"""

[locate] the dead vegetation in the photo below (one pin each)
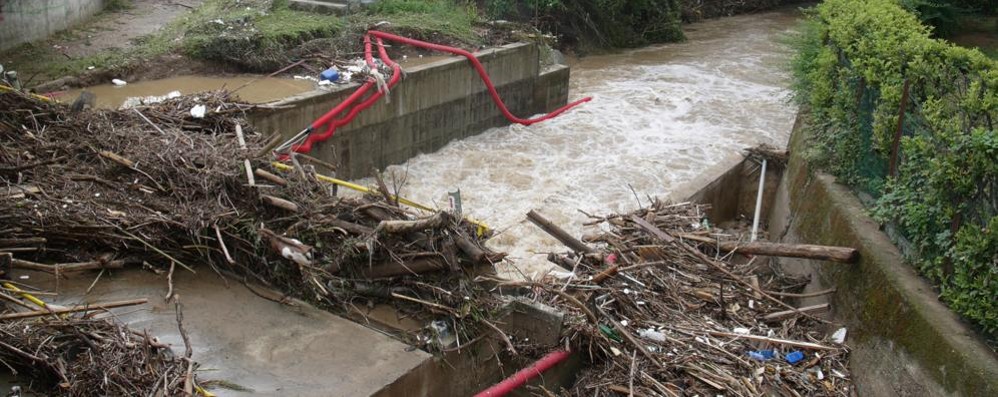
(659, 313)
(159, 186)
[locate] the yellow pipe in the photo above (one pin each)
(482, 228)
(12, 288)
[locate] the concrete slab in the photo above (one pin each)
(241, 338)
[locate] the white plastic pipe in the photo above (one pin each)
(758, 201)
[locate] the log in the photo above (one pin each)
(805, 345)
(84, 308)
(392, 269)
(652, 229)
(765, 248)
(472, 250)
(263, 174)
(349, 226)
(279, 203)
(558, 233)
(401, 227)
(19, 242)
(5, 260)
(62, 268)
(787, 313)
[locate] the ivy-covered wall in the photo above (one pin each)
(910, 121)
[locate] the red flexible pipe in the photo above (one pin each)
(306, 146)
(524, 375)
(481, 72)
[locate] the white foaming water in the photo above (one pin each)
(659, 117)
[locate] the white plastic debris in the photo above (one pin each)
(651, 334)
(839, 336)
(198, 111)
(131, 102)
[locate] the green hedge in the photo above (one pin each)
(852, 59)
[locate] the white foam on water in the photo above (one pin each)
(659, 117)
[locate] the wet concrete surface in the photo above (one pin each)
(244, 339)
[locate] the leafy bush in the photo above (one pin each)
(257, 39)
(852, 60)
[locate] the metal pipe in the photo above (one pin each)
(758, 201)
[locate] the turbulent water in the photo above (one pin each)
(660, 116)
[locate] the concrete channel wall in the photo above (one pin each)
(436, 103)
(23, 21)
(905, 341)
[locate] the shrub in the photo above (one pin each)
(852, 60)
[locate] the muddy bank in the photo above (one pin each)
(253, 89)
(660, 116)
(246, 340)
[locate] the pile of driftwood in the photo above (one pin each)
(663, 309)
(162, 186)
(82, 356)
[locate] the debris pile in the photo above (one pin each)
(84, 357)
(660, 313)
(158, 186)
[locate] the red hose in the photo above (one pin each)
(524, 375)
(481, 72)
(332, 125)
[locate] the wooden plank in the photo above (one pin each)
(558, 233)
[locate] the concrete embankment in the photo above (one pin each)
(436, 103)
(22, 21)
(905, 341)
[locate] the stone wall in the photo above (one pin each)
(905, 342)
(435, 104)
(23, 21)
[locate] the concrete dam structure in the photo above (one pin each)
(436, 103)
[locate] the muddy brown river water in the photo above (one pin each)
(660, 117)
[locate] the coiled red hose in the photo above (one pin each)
(332, 125)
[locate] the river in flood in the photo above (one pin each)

"""

Requirement
Transcribe the whole listing, character for character, but not its images.

Result of the task
[locate] the dead vegetation in the photo below (one pin each)
(659, 313)
(159, 186)
[locate] the yellow pipe in the photo above (one pin each)
(482, 228)
(12, 288)
[locate] the concrete slab in the photo above (one pin each)
(241, 338)
[locate] the white plastic pipe in the photo above (one pin each)
(758, 201)
[locate] the log in the photo above (one pin each)
(805, 345)
(84, 308)
(392, 269)
(652, 229)
(765, 248)
(472, 250)
(263, 174)
(349, 226)
(279, 203)
(558, 233)
(401, 227)
(19, 242)
(5, 260)
(62, 268)
(787, 313)
[locate] the ivy-covered wall in the photo above (one pin each)
(910, 121)
[locate] the red flexible pipe in the photo above (one pin each)
(306, 146)
(524, 375)
(481, 72)
[locate] the white foaming water in the photo above (one pin each)
(659, 117)
[locate] the white plastic debris in the photo above (one pin each)
(651, 334)
(839, 336)
(198, 111)
(131, 102)
[locate] the green hedge in the photo above (one pin each)
(852, 59)
[locate] the white foam on water in the photo above (one pin each)
(659, 117)
[locate] the wet concrete surface in the photo above (one pin each)
(244, 339)
[locate] the leafy bush in the photo above (one pin each)
(257, 39)
(852, 60)
[locate] the metal pipe in the photo above (one pin each)
(758, 201)
[locate] the turbulent water in the photo above (one pin each)
(660, 116)
[locate] the concrete channel wall in the photo above (one pin each)
(436, 103)
(23, 21)
(905, 341)
[locate] the shrub in the photo above (one pin each)
(852, 60)
[locate] the muddy bank in the photo above (one pin each)
(253, 89)
(660, 116)
(246, 340)
[locate] the pile of driftwood in the photo above (one pin each)
(663, 309)
(162, 186)
(82, 356)
[locate] the debris pile in the photo above (one pin each)
(84, 357)
(660, 313)
(158, 186)
[locate] the red hose in the photo above (one pin each)
(524, 375)
(481, 72)
(332, 125)
[locate] the wooden plank in the photo above (one pin each)
(558, 233)
[locate] the concrete embankment in the photo above (one pin each)
(436, 103)
(22, 21)
(905, 341)
[locate] the stone wall in the photo above (one pin each)
(905, 342)
(435, 104)
(23, 21)
[locate] the concrete dam structure in the photo above (one pin each)
(436, 103)
[locate] the muddy brown river water in the photo above (one pin each)
(660, 117)
[locate] the coiled red hose in the photo above (one pin each)
(332, 125)
[locate] the river in flood in the photo above (one pin each)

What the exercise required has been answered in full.